Task statement:
How many lines in the entries below contain the word "stone"? Reply with the number alone.

Excerpts of location labeling data
┄┄┄┄┄┄

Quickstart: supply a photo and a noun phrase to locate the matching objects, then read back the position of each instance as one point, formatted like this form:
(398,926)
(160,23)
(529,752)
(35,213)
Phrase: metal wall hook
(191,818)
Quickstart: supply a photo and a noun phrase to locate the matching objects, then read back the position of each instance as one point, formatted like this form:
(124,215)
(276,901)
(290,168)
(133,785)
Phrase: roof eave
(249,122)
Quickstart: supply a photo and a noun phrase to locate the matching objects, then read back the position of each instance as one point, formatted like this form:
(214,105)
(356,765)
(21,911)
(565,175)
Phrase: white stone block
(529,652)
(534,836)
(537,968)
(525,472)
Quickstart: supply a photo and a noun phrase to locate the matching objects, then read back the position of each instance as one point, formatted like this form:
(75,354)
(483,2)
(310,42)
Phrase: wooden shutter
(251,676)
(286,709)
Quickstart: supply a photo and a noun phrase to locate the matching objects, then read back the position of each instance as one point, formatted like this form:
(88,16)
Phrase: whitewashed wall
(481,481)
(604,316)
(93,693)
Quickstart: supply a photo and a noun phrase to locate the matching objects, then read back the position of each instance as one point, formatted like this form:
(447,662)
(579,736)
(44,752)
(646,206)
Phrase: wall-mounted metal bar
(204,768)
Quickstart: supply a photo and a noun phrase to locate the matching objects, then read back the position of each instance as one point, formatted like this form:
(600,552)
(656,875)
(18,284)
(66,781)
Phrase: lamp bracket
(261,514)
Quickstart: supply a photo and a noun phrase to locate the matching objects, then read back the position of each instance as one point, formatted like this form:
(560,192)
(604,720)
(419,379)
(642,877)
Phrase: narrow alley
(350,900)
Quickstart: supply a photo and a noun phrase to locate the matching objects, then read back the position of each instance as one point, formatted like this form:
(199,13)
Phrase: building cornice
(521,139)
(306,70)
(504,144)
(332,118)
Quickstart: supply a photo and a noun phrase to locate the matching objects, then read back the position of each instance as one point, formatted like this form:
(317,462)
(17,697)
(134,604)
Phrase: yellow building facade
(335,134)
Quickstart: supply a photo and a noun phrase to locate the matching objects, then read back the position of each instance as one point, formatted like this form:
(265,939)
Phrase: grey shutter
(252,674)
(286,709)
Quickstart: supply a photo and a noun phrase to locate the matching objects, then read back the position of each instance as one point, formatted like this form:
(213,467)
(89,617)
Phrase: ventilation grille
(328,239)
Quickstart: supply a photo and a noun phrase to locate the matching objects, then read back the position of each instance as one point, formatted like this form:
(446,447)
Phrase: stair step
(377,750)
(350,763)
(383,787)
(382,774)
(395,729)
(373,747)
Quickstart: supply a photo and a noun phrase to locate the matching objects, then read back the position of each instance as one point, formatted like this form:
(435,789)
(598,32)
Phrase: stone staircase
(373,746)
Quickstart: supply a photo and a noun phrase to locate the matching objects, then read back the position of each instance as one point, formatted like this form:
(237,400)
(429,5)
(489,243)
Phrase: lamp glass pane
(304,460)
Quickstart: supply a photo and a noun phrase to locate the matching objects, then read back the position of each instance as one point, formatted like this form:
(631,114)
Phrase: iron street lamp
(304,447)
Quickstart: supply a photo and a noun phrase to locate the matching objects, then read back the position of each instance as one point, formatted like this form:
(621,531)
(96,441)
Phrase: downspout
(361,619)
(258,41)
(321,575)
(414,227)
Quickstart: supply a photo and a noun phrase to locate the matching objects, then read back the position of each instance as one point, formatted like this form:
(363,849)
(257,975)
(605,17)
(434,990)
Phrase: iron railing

┄┄┄┄┄┄

Correct answer:
2